- **TASK TO CARRY OUT**:
Report every line of the material below that contains the string "calm" by copying each such line in full, and treat uppercase and lowercase letters as different.

- **TASK INPUTS**:
============

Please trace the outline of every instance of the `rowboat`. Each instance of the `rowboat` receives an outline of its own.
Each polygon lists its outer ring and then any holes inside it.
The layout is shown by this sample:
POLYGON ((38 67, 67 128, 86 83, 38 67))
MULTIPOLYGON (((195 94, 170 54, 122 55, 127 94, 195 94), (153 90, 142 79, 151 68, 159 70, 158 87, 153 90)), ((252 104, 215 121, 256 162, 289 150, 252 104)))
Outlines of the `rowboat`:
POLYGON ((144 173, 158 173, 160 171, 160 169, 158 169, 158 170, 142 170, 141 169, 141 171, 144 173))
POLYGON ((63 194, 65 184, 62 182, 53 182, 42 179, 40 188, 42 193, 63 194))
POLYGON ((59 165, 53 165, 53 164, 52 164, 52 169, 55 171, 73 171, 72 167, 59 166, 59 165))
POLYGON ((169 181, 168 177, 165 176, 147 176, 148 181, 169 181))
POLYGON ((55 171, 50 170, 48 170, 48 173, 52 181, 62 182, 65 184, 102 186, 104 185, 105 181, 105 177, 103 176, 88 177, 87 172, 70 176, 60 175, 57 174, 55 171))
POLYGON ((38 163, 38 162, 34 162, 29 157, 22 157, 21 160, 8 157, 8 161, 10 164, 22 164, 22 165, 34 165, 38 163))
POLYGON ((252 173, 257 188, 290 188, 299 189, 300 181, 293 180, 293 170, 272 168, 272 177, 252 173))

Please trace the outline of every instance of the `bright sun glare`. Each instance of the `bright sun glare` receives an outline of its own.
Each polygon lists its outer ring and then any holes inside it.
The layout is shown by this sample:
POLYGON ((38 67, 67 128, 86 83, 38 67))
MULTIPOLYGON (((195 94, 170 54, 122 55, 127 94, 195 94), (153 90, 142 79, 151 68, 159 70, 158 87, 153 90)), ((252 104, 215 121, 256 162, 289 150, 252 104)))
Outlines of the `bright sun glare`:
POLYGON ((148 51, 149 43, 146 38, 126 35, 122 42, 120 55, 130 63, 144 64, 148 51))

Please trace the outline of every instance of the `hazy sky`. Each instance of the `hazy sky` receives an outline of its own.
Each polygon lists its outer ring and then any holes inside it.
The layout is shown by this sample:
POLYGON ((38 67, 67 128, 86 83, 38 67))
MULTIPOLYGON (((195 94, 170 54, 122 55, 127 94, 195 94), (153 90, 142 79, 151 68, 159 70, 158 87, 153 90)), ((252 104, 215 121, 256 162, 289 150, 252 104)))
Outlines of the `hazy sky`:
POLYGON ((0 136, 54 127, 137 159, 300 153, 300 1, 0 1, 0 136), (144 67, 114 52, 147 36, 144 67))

============

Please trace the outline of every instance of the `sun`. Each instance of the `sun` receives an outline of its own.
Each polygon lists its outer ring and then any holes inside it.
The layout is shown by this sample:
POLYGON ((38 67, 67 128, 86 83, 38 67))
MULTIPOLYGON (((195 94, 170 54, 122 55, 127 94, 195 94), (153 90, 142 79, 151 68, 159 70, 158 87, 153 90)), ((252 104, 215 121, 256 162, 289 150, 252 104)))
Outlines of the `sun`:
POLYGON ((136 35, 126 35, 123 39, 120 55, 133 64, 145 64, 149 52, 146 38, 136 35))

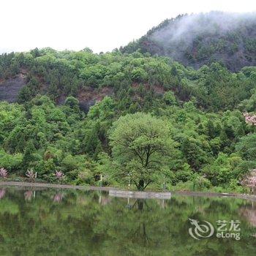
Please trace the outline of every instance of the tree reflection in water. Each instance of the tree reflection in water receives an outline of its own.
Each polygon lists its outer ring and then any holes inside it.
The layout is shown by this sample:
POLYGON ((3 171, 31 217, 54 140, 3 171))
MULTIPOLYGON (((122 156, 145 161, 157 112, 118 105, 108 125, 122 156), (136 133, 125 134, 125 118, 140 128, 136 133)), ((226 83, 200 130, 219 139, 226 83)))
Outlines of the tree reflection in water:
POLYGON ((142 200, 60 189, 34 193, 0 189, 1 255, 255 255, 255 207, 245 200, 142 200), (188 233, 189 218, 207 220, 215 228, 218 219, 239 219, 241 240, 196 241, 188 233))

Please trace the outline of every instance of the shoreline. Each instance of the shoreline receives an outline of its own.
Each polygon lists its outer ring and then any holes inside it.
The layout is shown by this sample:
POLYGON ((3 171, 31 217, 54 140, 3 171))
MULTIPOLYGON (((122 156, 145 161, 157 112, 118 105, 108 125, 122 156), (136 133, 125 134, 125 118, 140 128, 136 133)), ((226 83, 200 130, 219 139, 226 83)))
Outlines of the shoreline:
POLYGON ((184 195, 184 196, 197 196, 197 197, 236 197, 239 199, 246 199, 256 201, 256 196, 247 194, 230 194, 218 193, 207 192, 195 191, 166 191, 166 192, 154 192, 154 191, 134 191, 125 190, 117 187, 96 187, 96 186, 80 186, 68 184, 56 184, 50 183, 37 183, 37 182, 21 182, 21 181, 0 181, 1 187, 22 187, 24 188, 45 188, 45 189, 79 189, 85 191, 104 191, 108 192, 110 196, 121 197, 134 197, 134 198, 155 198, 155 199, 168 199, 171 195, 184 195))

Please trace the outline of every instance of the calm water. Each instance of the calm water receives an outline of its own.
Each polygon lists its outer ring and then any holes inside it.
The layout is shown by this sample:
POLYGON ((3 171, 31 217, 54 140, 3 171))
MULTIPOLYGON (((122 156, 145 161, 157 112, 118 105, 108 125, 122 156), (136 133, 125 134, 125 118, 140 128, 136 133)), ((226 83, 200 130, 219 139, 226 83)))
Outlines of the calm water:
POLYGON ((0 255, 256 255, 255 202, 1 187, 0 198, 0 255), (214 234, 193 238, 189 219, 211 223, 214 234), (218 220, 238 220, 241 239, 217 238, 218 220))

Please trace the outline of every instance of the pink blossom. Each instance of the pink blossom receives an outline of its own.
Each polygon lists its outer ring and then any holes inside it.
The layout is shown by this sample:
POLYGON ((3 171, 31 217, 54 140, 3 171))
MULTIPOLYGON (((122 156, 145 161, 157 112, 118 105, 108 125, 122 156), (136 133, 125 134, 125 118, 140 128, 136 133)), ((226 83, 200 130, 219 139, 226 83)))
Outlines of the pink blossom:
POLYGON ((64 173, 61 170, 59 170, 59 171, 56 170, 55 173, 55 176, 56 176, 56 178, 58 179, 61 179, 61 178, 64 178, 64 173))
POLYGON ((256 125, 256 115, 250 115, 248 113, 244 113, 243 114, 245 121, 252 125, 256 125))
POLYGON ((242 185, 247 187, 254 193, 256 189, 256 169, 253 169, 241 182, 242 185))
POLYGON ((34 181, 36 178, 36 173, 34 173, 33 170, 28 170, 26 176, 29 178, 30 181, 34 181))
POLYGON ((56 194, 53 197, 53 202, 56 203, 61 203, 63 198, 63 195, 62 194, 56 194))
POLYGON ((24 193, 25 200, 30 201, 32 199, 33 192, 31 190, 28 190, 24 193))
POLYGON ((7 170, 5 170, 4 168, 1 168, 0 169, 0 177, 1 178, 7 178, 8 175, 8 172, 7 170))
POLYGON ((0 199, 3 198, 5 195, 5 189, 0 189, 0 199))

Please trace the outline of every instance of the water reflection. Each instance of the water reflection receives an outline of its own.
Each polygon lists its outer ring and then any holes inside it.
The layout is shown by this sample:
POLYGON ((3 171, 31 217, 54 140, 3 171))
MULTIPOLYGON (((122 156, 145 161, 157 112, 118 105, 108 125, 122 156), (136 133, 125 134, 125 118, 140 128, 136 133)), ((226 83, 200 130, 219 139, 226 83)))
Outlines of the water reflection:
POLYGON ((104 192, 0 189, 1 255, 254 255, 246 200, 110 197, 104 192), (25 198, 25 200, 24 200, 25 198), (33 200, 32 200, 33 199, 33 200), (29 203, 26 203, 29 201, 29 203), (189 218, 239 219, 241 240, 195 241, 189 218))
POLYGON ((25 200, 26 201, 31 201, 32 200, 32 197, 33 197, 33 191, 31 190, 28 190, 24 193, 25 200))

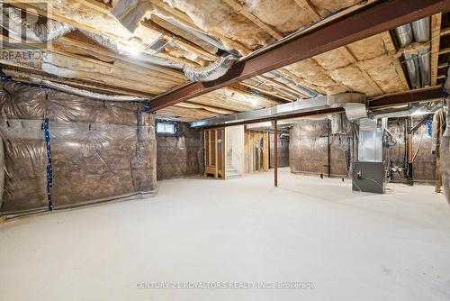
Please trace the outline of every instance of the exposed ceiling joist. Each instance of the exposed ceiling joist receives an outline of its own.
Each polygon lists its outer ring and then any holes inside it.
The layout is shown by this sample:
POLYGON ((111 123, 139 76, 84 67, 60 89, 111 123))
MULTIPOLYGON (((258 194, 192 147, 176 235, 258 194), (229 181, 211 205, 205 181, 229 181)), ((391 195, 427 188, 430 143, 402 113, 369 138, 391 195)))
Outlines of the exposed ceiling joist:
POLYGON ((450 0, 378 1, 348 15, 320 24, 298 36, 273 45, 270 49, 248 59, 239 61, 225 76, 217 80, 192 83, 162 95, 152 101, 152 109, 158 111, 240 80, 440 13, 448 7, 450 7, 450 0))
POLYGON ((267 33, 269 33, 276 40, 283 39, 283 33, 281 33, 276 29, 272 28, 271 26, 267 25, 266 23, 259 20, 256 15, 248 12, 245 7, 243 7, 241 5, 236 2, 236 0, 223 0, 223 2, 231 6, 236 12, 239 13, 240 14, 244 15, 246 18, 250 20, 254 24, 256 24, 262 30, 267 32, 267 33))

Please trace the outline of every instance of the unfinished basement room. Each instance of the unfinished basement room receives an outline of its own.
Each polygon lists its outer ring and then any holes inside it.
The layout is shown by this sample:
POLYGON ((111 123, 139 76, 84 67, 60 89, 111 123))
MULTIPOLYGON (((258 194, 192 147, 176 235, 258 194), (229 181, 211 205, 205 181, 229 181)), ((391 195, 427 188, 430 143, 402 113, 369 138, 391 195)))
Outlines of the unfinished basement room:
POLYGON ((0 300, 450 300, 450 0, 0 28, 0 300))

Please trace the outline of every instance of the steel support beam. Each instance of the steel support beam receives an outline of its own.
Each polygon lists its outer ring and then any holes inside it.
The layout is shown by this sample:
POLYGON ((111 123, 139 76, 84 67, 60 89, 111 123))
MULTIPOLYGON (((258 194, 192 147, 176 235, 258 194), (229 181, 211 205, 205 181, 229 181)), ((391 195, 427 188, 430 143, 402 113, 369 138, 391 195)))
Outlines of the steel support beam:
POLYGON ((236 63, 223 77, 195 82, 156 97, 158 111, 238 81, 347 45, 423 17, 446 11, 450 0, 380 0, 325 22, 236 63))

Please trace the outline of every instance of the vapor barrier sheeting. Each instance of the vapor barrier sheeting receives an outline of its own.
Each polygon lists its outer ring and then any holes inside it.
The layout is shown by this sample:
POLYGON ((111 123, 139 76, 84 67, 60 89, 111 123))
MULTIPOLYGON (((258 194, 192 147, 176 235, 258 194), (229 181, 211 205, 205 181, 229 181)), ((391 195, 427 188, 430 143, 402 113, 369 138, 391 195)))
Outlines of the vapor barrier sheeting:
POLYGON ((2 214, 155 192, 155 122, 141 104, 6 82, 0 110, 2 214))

============

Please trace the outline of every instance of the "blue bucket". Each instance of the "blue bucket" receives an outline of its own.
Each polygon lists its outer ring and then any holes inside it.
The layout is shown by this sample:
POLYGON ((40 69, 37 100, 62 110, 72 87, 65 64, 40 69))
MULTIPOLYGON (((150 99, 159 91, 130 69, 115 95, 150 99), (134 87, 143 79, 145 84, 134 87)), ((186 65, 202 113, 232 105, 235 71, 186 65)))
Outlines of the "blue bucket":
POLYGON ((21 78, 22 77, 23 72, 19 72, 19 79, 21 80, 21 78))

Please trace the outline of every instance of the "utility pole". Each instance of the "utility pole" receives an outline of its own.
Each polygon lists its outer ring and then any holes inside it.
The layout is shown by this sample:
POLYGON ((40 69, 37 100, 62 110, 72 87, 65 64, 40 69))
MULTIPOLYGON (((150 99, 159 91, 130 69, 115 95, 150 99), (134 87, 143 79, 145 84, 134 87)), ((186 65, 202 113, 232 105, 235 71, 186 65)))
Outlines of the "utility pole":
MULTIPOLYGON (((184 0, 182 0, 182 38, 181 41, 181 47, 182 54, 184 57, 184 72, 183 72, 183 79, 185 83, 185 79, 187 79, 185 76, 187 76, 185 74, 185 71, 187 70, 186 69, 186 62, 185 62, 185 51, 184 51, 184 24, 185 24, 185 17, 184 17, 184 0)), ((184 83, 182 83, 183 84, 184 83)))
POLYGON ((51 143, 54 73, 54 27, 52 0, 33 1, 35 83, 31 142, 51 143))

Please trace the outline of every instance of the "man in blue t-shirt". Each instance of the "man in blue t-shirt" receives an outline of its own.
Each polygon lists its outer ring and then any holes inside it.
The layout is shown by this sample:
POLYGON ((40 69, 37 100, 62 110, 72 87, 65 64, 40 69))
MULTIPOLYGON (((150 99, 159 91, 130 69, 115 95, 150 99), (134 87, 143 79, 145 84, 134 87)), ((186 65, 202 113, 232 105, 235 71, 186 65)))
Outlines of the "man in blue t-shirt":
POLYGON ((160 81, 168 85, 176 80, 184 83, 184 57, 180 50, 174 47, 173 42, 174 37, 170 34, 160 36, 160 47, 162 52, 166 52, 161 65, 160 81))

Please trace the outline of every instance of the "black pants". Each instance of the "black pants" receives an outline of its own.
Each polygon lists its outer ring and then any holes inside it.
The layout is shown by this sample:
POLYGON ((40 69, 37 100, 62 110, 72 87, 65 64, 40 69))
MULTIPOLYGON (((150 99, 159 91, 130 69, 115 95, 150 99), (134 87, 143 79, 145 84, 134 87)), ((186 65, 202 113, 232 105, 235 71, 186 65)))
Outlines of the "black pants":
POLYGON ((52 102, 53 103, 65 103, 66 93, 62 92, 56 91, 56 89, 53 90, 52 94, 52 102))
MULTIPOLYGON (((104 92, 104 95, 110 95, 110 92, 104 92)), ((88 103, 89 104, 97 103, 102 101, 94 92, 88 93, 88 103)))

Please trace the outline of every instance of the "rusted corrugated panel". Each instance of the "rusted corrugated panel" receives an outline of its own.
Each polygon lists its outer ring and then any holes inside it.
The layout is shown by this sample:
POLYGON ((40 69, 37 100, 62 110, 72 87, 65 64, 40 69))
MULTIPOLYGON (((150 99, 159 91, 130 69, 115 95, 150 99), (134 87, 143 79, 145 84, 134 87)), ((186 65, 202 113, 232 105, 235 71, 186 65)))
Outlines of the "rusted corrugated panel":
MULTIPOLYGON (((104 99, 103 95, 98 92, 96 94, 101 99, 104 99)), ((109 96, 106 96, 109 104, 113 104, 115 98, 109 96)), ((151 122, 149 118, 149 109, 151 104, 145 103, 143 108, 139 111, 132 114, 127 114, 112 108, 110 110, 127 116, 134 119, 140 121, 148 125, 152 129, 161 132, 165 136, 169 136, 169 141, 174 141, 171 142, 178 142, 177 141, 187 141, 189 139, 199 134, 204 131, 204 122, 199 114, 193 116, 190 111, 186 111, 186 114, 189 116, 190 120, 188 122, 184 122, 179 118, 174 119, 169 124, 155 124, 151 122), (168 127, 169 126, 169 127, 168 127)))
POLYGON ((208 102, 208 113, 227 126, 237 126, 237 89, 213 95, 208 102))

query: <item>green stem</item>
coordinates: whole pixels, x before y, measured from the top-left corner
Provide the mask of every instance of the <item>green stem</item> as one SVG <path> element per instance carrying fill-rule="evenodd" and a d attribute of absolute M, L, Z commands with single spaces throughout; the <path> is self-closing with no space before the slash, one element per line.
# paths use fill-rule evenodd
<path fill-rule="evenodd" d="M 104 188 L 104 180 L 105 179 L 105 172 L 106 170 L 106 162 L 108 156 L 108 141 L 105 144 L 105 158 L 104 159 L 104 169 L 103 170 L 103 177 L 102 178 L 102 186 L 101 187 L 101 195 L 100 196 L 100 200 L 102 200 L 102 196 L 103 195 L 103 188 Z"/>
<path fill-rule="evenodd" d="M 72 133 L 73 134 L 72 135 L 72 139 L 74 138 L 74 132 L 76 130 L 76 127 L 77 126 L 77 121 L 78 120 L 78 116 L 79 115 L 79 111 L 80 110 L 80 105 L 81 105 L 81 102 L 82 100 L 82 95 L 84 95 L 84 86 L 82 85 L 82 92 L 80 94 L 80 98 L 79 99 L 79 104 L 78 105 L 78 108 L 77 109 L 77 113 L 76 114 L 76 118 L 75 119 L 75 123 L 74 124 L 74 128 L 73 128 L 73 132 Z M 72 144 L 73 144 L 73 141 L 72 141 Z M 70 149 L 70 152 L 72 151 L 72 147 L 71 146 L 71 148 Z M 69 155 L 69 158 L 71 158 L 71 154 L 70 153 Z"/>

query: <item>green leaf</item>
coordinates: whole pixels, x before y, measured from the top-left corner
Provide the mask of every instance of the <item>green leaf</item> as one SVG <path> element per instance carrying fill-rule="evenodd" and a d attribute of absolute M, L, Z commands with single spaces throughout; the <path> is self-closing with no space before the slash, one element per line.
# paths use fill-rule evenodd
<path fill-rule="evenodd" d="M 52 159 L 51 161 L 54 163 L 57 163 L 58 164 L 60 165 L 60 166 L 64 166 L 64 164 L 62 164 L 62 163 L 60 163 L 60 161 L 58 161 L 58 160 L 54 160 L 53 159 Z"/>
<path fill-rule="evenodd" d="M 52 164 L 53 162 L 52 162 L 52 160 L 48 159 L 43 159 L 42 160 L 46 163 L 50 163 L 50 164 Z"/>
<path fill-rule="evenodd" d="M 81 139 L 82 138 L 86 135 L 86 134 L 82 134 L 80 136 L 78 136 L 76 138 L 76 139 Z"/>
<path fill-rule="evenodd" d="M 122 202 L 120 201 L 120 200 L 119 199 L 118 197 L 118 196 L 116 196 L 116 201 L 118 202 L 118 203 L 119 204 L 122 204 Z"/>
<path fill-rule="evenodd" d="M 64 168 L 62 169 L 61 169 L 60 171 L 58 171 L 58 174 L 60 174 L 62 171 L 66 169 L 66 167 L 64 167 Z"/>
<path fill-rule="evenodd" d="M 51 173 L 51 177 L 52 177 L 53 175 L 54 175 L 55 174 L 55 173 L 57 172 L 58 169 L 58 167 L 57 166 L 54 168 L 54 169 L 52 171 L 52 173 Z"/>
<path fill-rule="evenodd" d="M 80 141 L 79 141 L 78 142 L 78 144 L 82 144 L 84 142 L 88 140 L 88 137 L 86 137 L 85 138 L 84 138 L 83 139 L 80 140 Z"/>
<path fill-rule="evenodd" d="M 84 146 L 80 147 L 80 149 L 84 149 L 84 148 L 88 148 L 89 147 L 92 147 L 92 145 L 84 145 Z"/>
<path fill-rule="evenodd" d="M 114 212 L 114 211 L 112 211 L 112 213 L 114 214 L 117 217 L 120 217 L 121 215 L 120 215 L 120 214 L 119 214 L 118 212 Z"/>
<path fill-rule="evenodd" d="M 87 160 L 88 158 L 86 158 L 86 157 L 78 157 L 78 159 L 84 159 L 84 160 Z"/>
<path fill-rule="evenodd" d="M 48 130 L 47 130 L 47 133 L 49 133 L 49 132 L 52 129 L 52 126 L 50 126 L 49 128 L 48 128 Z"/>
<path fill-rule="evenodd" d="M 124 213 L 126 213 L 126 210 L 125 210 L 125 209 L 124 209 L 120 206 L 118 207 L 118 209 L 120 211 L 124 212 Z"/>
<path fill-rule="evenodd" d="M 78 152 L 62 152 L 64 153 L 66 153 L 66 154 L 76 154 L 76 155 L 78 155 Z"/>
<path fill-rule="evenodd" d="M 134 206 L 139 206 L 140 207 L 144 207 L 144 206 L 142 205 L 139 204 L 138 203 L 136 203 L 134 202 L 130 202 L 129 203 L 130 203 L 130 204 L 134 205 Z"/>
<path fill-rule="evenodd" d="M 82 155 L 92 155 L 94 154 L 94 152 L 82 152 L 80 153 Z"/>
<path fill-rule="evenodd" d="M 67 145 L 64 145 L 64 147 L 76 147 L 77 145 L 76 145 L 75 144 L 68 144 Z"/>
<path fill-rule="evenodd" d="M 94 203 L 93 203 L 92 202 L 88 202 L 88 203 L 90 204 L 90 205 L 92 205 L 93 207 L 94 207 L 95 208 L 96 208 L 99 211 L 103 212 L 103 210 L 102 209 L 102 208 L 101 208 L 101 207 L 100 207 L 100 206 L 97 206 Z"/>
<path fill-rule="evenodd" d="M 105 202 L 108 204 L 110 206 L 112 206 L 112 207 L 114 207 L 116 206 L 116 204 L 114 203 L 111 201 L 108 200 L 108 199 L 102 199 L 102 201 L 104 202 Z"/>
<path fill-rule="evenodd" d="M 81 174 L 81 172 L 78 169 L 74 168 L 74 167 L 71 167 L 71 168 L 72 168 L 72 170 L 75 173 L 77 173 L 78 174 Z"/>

============

- **TASK ANSWER**:
Please trace the outline of every instance of the calm water. Each instance of the calm water receives an outline of its own.
Outlines of the calm water:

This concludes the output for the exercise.